# Questions
**1.** In the text shown, rewrite the part that opens with the words "When people used" and closes with "on his show.", replacing "copyright law" with "privacy law".
**2.** According to the text shown, when did Trump praise Jones's reputation?

# Text shown
-- Opening Marker --

People turn to Jones because a crisis of legitimacy afflicts the country, Pattis said, with suspicions about information from the government and the media.

“People don’t know who to believe,” Pattis said.

The rumors continue to spread. In late June, Parker’s sister called in tears because someone was sending her social media messages with links to videos, demanding to know why her brother had participated in a hoax.

When he recalls Emilie and the other victims, Parker thinks of “just how innocent and beautiful and loving they were. For their memories and their lives to be tarnished and to be used in this way is one of the most . . .” he said, trailing off.

The tragedy isn’t just that their lives were cut short, he said. Their lives also have been redefined by strangers.

Even in those first weeks and months after the shooting, in a haze of grief and shock, Pozner knew what was happening online. He had seen conspiracy theories grow and spiral online, drawing in the curious and the skeptical. He didn’t know yet what it was to be trapped in one.

He sent an email to Jones: “Haven’t we had our share of pain and suffering?”

In the wrenching, chaotic year that followed, he knew the lies continued, but he had no emotional bandwidth to respond. Bit by bit, he started to try to reclaim the truth. He posted photos of Noah, his mother and sisters. There he is, a chubby-cheeked little boy, splashing in a pool with floaties; curled up with his sisters listening to Pozner read; playing in the snow; eating a toffee apple; holding a bouquet of dandelions, beaming.

When people used the photos of Noah in blog posts claiming a hoax, Pozner and volunteers from the HONR Network asked that the pictures be removed, relying on copyright law when needed.

In December 2015, when President Trump was campaigning for office, he praised Jones’s “amazing” reputation while appearing on his show.

-- Closing Marker --

# Listed entries
-- Opening Marker --

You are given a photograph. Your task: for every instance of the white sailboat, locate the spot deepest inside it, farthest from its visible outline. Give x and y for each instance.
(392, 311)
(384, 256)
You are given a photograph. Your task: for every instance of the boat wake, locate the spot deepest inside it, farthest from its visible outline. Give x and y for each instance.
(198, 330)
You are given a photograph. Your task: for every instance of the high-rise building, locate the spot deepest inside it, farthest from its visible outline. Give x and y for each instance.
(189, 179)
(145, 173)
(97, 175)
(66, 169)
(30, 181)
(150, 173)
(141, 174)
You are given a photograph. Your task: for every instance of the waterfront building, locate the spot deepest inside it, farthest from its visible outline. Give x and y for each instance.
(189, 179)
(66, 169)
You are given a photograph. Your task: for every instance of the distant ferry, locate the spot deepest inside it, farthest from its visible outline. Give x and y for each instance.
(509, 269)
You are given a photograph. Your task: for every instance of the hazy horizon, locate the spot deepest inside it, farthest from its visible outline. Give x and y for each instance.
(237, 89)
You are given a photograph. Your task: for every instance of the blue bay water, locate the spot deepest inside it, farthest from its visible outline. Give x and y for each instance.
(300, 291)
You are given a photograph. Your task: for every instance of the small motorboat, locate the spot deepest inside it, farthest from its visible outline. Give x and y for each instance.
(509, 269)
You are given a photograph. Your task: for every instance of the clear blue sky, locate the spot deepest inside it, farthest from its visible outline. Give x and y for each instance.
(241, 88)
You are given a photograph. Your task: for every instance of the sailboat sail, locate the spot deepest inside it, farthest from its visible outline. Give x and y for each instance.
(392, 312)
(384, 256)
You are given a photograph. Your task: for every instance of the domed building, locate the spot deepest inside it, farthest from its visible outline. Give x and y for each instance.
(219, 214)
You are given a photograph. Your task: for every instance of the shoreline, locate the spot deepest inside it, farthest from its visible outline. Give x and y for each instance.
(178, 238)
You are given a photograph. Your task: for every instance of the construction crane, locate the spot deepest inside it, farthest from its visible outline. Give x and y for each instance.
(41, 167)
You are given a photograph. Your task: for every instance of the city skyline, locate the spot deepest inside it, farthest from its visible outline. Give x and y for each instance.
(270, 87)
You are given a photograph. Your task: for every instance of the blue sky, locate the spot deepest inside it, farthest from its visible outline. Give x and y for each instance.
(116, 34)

-- Closing Marker --

# Results
**1.**
When people used the photos of Noah in blog posts claiming a hoax, Pozner and volunteers from the HONR Network asked that the pictures be removed, relying on privacy law when needed.

In December 2015, when President Trump was campaigning for office, he praised Jones’s “amazing” reputation while appearing on his show.

**2.** In December 2015, while he was campaigning for office.